**Short exercise:** Change every "checkered" to "striped" in the lines running from the one containing "Task: tag every instance of the blue" through the end of the material, and give those lines back with nothing else altered.

(Lines of data)
>> begin
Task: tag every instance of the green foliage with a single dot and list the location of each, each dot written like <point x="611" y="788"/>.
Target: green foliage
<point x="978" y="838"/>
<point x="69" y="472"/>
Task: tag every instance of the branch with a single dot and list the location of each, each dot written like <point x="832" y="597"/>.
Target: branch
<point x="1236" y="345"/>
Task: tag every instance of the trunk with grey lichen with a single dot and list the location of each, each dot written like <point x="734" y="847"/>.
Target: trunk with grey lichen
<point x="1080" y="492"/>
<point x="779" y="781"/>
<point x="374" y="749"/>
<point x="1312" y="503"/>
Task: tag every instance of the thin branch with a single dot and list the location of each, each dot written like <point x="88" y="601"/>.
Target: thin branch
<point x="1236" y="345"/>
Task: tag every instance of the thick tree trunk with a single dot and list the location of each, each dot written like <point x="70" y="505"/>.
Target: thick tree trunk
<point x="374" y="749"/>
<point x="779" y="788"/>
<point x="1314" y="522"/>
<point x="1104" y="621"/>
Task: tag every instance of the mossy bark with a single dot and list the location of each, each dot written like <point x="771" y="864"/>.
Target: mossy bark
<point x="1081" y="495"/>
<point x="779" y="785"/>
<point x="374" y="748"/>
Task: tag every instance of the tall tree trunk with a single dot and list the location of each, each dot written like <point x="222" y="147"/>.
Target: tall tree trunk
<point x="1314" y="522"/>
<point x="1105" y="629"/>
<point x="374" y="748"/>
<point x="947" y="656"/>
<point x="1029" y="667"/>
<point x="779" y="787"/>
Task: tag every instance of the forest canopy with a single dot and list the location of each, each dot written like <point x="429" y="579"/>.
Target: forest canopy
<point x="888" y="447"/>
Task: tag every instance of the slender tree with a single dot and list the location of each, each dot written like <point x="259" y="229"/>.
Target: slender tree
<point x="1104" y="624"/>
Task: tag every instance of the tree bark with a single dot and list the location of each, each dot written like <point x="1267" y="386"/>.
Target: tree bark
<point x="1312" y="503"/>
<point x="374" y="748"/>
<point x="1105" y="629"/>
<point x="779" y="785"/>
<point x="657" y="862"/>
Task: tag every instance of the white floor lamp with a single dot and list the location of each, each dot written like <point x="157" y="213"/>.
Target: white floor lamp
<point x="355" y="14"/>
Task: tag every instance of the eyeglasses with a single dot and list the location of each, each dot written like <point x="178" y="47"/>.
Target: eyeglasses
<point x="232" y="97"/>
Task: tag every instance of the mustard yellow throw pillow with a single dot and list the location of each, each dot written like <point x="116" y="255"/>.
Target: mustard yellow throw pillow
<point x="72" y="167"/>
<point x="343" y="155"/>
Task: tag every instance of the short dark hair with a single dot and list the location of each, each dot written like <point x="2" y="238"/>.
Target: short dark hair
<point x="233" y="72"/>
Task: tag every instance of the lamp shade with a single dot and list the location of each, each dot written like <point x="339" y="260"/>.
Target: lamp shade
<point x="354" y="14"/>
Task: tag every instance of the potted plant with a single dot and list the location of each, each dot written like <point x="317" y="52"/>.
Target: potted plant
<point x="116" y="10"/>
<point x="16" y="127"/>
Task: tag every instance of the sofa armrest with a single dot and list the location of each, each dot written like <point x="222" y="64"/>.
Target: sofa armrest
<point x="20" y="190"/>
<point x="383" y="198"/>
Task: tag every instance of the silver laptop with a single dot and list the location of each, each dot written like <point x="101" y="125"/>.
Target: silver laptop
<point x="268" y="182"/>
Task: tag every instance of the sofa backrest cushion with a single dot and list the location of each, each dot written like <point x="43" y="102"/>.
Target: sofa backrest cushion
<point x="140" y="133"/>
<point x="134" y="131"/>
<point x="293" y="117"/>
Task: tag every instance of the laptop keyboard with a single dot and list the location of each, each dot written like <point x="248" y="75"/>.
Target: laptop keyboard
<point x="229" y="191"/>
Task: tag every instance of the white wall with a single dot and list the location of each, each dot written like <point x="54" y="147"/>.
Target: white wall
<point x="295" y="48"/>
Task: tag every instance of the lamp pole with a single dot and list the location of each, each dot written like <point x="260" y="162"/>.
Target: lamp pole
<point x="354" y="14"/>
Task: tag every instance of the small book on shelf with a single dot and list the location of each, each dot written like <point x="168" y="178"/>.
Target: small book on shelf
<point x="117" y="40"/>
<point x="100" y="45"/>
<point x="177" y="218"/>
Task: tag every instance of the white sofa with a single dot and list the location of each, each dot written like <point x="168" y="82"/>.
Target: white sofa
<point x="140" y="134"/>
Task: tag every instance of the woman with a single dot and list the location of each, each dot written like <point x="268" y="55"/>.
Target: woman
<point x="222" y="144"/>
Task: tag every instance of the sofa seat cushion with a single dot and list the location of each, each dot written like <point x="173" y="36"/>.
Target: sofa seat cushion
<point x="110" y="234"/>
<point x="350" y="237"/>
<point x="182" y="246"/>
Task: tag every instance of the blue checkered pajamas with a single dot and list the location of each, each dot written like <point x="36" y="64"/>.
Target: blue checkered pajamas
>> end
**Solution to this exercise:**
Task: tag every instance of the blue striped pajamas with a single dot and list the location of each, each dot written like <point x="36" y="64"/>.
Target: blue striped pajamas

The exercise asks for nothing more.